INSTRUCTION » Arrange the listing below as a two-column CSV headed instruction and coordinates, one row per text paired with its answer, each in a single quoted field with line breaks turned into spaces. Cover the whole listing and omit the pictures.

DATA PROVIDED »
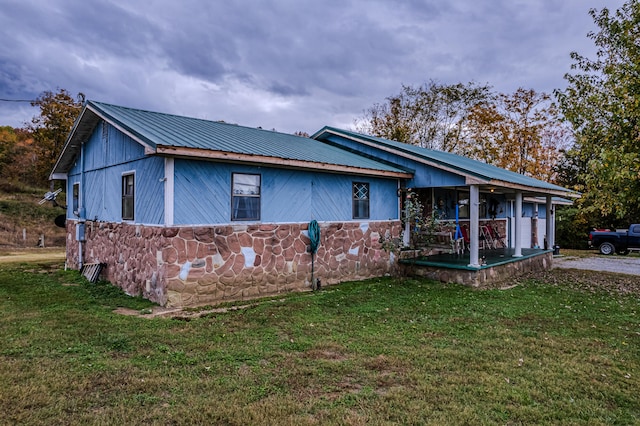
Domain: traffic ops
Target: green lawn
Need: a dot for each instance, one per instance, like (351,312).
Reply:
(552,350)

EXERCISE ANSWER »
instruction,coordinates
"Domain: traffic ops Target: green lawn Need: a dot for each instance, one per instance, like (351,312). Reply:","(552,350)"